◆ Questions on the material:
1 > Answer these questions about the passage on HbA1c and time-in-range measurement.
(a) Which device was used to determine HbA1c levels on site?
(b) What absolute HbA1c difference between visits was considered clinically significant?
(c) For participants without CGM, how much BGM data was required in each 3-month interval?
2 > Write a continuation of the passage on HbA1c and time-in-range measurement, starting after its final sentence.

◆ Reading passage:
'''

HbA1c levels were determined on site by an immunochemical method using the Siemens DCA Vantage Analyzer (Siemens Healthcare, Erlangen, Germany).

HbA1c variability was calculated by a method similar to that reported by Forbes [27]. Absolute HbA1c differences between visits greater than or equal to 0.5 were considered clinically significant and counted for each participant. The result was multiplied by 100 and divided by the number of HbA1c measurements.

TIR was calculated by exporting raw data files from glucose measuring devices during regular clinical visits and analyzed with the statistical program R, package cgmanalysis [36]. At least eight days of CGM data with at least 200 data points per day in each 3-month period were required for inclusion. For participants without CGM, data from intermittent BGM measurements were alternatively considered. At least 10 days with at least five BGM data points per day in each 3-month interval were required for inclusion.

'''

◆ Data shown:
'''

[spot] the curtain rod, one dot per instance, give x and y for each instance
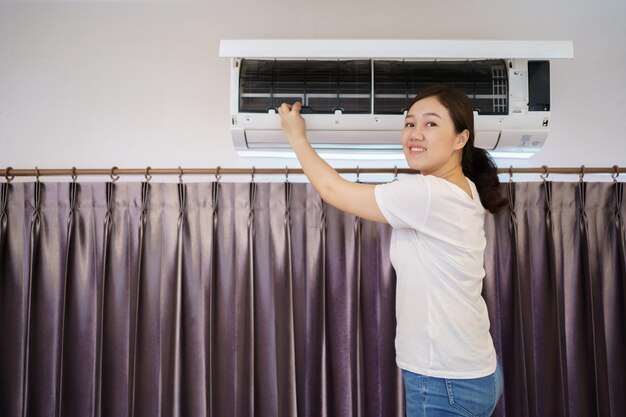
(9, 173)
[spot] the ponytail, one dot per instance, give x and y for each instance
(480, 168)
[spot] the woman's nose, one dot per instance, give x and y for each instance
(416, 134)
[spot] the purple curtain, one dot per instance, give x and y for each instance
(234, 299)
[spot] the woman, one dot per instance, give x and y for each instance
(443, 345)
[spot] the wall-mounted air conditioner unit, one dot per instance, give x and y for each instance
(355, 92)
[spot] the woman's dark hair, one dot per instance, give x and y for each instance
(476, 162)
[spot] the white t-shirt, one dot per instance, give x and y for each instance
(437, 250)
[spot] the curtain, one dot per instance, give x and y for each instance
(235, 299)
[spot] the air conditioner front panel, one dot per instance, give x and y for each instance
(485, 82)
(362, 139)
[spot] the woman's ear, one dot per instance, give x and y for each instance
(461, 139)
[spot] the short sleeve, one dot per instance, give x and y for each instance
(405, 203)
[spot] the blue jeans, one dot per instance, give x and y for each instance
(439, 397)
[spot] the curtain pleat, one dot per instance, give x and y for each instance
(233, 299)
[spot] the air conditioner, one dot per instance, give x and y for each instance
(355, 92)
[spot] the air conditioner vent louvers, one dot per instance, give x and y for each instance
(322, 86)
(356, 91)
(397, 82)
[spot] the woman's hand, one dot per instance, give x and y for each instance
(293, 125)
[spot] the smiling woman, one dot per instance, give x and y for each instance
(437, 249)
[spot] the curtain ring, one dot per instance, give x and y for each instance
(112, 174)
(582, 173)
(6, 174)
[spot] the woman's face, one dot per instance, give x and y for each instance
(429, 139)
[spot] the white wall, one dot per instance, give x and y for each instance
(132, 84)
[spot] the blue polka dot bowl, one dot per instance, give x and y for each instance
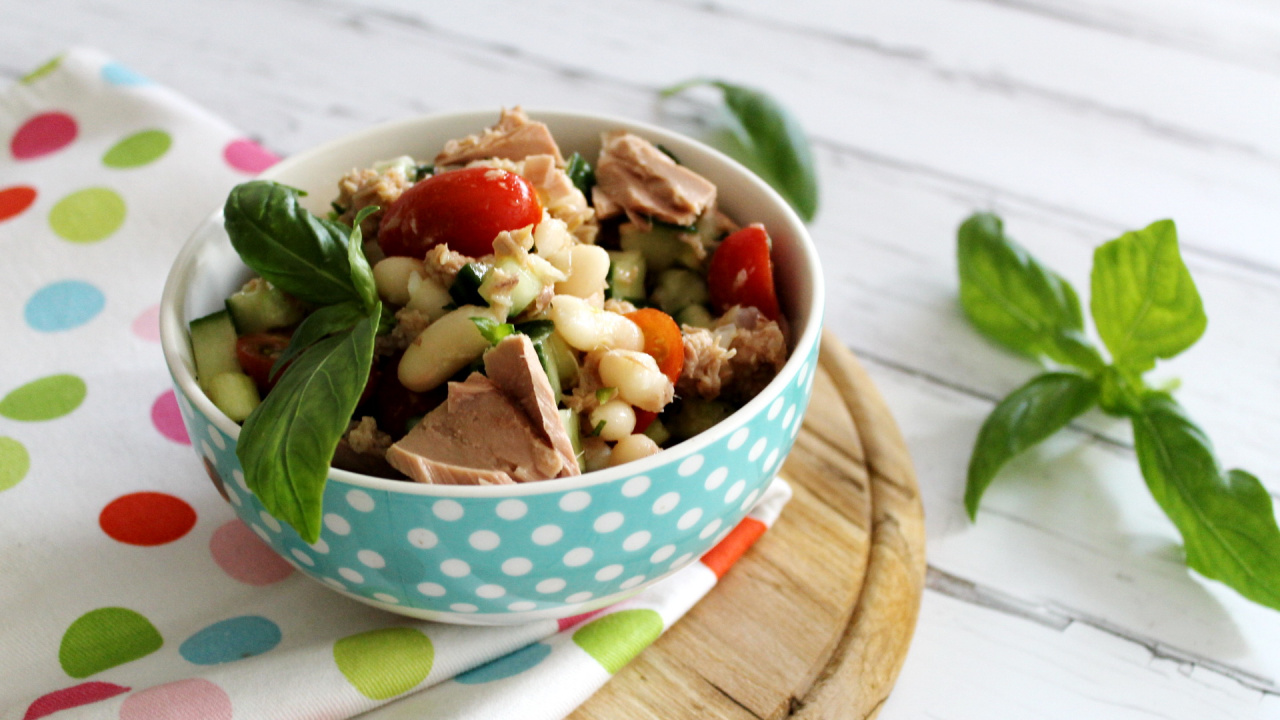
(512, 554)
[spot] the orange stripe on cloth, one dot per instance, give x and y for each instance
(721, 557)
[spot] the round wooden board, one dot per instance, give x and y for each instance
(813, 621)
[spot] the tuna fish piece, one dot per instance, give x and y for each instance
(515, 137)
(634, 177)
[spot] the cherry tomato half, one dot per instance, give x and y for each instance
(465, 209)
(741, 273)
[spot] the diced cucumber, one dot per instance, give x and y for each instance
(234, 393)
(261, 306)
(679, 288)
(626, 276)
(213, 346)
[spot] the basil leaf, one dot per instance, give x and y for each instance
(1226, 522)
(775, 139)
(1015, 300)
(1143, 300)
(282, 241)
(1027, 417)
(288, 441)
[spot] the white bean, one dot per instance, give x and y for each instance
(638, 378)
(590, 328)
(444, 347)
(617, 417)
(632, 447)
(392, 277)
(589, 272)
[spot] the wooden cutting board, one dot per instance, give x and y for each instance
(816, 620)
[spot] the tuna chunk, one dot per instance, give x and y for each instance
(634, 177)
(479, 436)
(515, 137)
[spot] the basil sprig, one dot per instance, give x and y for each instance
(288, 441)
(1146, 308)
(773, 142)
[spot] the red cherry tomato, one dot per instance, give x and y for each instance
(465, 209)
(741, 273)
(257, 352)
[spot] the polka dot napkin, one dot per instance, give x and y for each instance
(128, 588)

'''
'''

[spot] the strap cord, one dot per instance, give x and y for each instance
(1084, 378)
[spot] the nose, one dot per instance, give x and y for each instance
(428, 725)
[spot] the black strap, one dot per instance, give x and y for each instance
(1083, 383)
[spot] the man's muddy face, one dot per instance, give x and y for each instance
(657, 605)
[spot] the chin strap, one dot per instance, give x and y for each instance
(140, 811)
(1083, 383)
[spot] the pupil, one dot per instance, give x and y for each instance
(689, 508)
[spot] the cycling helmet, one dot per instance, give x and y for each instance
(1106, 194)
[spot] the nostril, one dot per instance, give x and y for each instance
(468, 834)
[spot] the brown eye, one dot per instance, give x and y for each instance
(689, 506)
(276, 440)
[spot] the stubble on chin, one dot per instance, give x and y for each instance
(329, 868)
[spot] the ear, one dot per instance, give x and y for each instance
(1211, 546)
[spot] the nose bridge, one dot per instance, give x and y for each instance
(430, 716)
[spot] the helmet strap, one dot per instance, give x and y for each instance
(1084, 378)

'''

◆ Answer set:
1 >
(a) The Siemens DCA Vantage Analyzer (Siemens Healthcare, Erlangen, Germany).
(b) A difference greater than or equal to 0.5.
(c) At least 10 days with at least five BGM data points per day.

2 >
Morning serum cortisol

Morning cortisol levels were measured in blood samples taken before food intake between 7:00 and 9:00 am. Blood samples were filled into tubes without additives and centrifuged within 2 h after blood collection. Serum cortisol was quantitatively measured using a chemiluminescent competitive immunoassay on the IMMULITE® 2000 Systems Analyzer (Siemens).

Child attachment interview

The Child Attachment Interview (CAI) is a narrative-based assessment of children's attachment to caregivers developed for subjects aged 8–15 years [37]. It is a direct interview in which children's internal working models are elicited via questions about current attachment relationships and experiences. The evaluation is done by analyzing the transcripts and video analysis of the behavior. In relation to the relationship with each attachment figure, a classification is made into main attachment groups [(1) two-way classification: secure or insecure; (2) three-way classification: secure, preoccupied, or dismissing; or (3) four-way classification: secure, preoccupied, dismissing, or disorganized] [37]. For all analyses, the two-way classification was used because we assumed that the sample size would be too small for statistical analyses in some subgroups of the three-way and four-way classifications. Similar decisions were made by other investigators [11, 31, 33]. The protocols were scored by three independent accredited coders, who demonstrated high inter-rater reliability as previously reported (conducted on 20 interviews for each pair of coders) [34].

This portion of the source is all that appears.